═══ INPUT ROWS
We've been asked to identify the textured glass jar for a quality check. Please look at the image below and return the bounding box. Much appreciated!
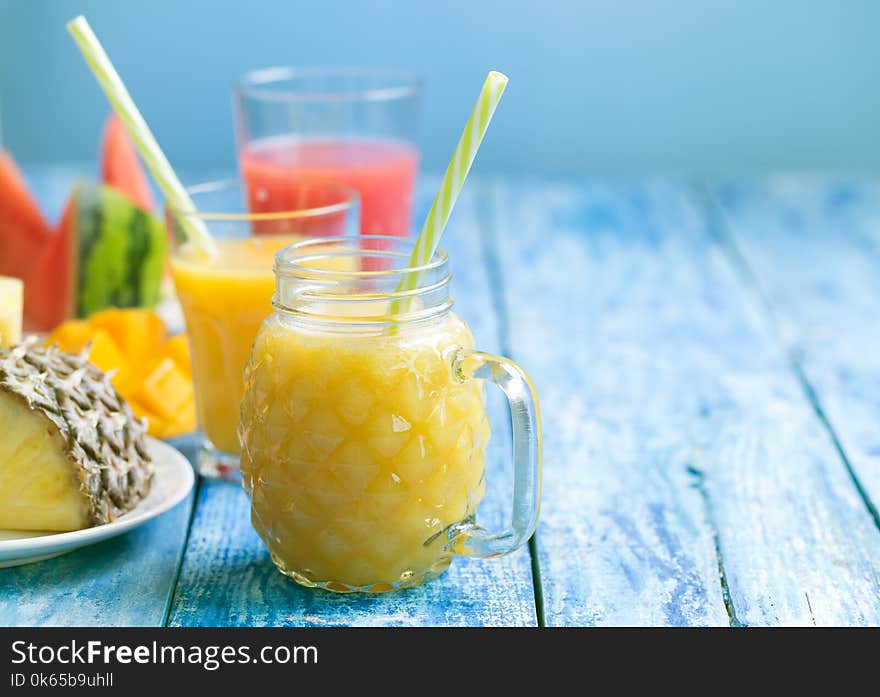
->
[240,236,540,592]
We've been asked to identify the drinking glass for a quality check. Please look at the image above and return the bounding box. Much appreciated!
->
[234,67,420,236]
[167,180,358,480]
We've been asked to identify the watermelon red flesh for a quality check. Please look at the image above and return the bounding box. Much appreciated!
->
[0,151,53,284]
[25,182,166,331]
[101,114,155,211]
[24,196,76,332]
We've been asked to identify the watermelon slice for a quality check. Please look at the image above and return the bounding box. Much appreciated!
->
[101,113,155,211]
[24,199,76,332]
[0,150,52,293]
[25,182,166,331]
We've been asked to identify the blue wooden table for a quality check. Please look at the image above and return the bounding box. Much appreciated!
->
[0,167,880,626]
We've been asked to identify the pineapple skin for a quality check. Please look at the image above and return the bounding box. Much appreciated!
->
[0,337,153,527]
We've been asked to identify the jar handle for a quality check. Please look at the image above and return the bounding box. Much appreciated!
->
[450,348,541,558]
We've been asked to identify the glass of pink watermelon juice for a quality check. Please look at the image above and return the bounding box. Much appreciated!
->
[166,181,358,479]
[235,67,420,237]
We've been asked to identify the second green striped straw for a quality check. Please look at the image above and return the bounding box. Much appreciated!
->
[67,15,217,255]
[391,70,507,316]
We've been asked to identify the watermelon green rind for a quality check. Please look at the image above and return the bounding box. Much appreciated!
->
[74,182,166,317]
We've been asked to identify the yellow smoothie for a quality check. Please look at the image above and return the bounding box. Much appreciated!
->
[171,235,302,454]
[241,312,489,591]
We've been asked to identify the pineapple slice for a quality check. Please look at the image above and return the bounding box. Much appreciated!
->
[0,339,152,531]
[0,276,24,348]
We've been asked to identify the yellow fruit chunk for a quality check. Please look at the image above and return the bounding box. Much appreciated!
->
[132,358,193,421]
[88,308,165,362]
[0,276,24,348]
[46,308,196,438]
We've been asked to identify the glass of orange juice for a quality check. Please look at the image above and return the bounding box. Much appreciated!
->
[240,236,541,592]
[167,180,359,479]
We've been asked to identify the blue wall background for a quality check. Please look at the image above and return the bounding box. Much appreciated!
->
[0,0,880,175]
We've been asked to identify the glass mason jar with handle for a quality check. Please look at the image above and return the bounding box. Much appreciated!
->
[240,236,541,592]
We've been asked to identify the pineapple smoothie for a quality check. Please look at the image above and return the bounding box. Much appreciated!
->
[241,305,489,591]
[171,235,300,454]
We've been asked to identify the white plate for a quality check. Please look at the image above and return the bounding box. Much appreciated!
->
[0,437,195,567]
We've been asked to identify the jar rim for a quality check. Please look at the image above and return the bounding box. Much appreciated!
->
[275,235,449,280]
[272,235,453,326]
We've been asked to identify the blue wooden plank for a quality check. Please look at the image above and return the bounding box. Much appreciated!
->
[716,175,880,624]
[170,181,536,626]
[716,175,880,503]
[0,167,193,626]
[493,182,880,625]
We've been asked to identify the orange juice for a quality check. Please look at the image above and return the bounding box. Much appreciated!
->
[241,312,489,591]
[171,235,301,454]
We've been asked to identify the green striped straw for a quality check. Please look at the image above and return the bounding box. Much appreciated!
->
[67,15,217,256]
[391,70,507,316]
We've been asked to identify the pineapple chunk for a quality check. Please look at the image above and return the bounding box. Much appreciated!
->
[88,307,165,363]
[0,276,24,348]
[0,337,152,531]
[132,358,193,421]
[0,393,89,532]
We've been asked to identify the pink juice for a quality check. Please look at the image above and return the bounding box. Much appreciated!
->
[241,138,418,237]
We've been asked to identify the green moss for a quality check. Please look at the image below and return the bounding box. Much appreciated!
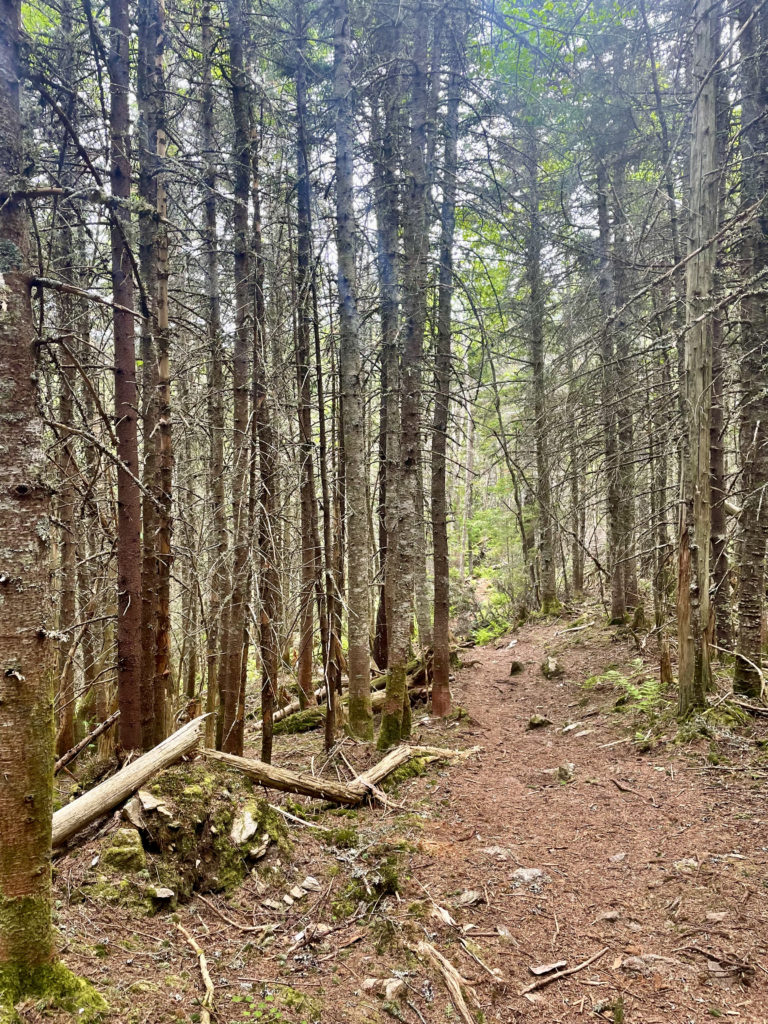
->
[0,964,109,1024]
[101,828,146,872]
[382,758,429,791]
[324,827,359,850]
[274,707,326,736]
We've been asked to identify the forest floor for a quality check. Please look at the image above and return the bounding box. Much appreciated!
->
[39,608,768,1024]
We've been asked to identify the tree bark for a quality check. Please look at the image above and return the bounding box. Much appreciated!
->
[333,0,374,739]
[430,36,462,717]
[110,0,142,752]
[733,2,768,697]
[678,0,720,716]
[0,0,54,970]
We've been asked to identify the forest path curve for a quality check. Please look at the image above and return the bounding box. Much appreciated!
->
[414,623,768,1024]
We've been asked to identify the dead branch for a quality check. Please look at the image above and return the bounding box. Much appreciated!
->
[518,946,608,995]
[53,710,120,775]
[201,744,479,807]
[52,715,208,849]
[416,940,477,1024]
[176,925,214,1024]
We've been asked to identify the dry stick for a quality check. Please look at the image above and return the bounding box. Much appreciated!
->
[53,711,120,775]
[517,946,608,995]
[416,940,477,1024]
[198,893,274,933]
[176,925,213,1024]
[268,804,333,833]
[52,715,208,849]
[611,778,657,807]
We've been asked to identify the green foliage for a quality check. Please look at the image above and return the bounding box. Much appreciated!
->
[582,658,670,718]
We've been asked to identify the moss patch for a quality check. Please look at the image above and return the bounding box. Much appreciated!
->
[0,964,109,1024]
[274,707,326,736]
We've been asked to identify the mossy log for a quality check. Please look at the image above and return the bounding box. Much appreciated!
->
[52,715,207,849]
[201,744,478,807]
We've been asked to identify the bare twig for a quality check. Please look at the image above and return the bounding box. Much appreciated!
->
[176,924,213,1024]
[518,946,608,995]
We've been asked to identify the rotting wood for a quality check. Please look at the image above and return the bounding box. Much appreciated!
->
[53,709,120,775]
[517,946,608,995]
[416,940,477,1024]
[201,744,479,807]
[176,924,214,1024]
[52,715,207,849]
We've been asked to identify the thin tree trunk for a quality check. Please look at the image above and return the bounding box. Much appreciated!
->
[333,0,374,739]
[733,2,768,697]
[677,0,720,716]
[219,0,253,754]
[0,0,57,974]
[202,2,228,746]
[110,0,142,752]
[430,44,461,717]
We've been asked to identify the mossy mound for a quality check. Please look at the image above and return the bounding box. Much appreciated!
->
[143,764,290,900]
[274,706,326,736]
[0,964,109,1024]
[80,764,291,913]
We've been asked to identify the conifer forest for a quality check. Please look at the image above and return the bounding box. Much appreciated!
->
[0,0,768,1024]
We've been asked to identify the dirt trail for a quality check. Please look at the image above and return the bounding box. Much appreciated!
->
[414,625,768,1024]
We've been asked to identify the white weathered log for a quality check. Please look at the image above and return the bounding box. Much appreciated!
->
[201,744,478,807]
[53,715,208,849]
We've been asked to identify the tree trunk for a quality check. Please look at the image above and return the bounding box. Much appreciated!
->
[0,0,54,978]
[202,2,227,746]
[110,0,142,752]
[678,0,720,716]
[431,44,462,717]
[217,0,253,754]
[333,0,374,739]
[525,127,560,615]
[733,2,768,697]
[379,10,429,749]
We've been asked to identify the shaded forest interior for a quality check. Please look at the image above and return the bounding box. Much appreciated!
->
[0,0,768,1024]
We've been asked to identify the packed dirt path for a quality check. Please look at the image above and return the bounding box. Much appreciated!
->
[48,609,768,1024]
[413,624,768,1024]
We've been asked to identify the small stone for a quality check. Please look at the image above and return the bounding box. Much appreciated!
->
[248,836,269,860]
[512,867,545,886]
[542,655,565,679]
[525,715,552,729]
[101,828,146,871]
[456,889,485,906]
[674,857,698,873]
[229,808,259,846]
[137,790,163,811]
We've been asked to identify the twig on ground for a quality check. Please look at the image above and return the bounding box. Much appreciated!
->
[176,924,213,1024]
[416,940,477,1024]
[611,778,657,807]
[518,946,608,995]
[198,893,274,932]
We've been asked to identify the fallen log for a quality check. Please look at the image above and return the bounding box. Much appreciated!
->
[53,715,208,849]
[53,711,120,775]
[200,744,478,807]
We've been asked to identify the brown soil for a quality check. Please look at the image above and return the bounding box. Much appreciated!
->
[40,622,768,1024]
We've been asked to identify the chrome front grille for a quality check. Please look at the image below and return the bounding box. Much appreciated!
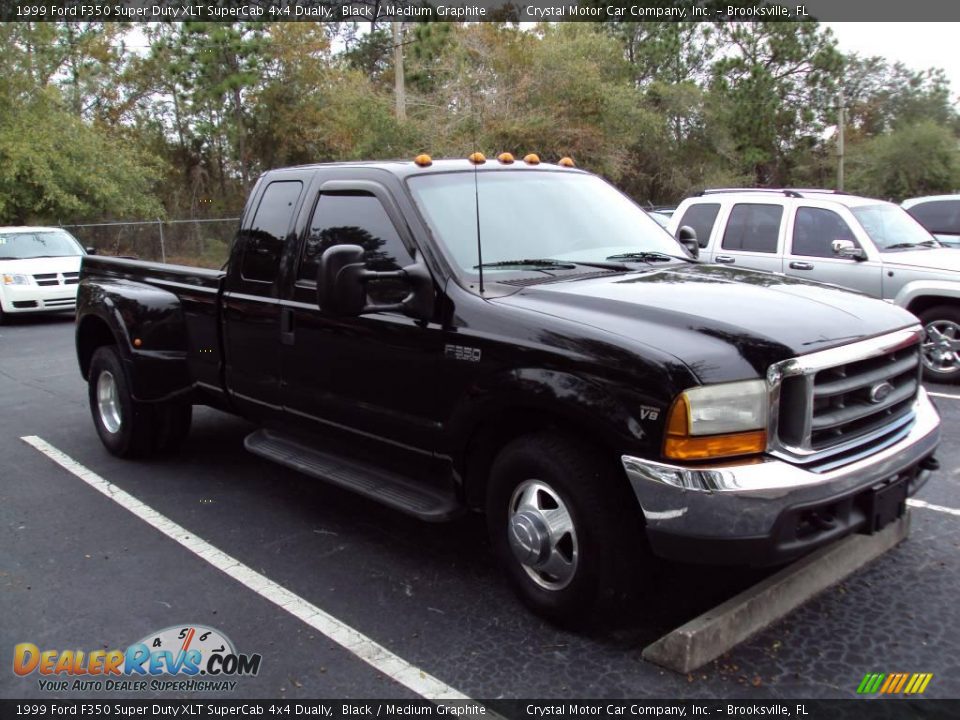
══════
DIRECTIONS FOR THIS TASK
Output the span that opens with the line containing "We've been asked to identify the drinking" and closes with the line containing "[167,180,358,480]". Swap "quality check" for "quality audit" and leave every other character unchanged.

THE ANSWER
We've been asked to identify the drinking glass for a quality audit. Please look at the image above and return the bounding box. Much appreciated!
->
[234,67,420,236]
[167,180,358,480]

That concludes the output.